───── DATASET EXCERPTS ─────

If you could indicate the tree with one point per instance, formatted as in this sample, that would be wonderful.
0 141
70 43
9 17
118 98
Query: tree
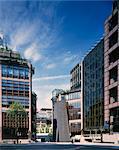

─────

**GIVEN EXERCISE:**
Copy the entries above line for line, with no changes, and omit the pictures.

**WRITTEN RESPONSE:**
If you could indicate the tree with one point per instance, formatted as in this sample, that would be wonderful.
0 141
70 43
9 17
118 98
Query: tree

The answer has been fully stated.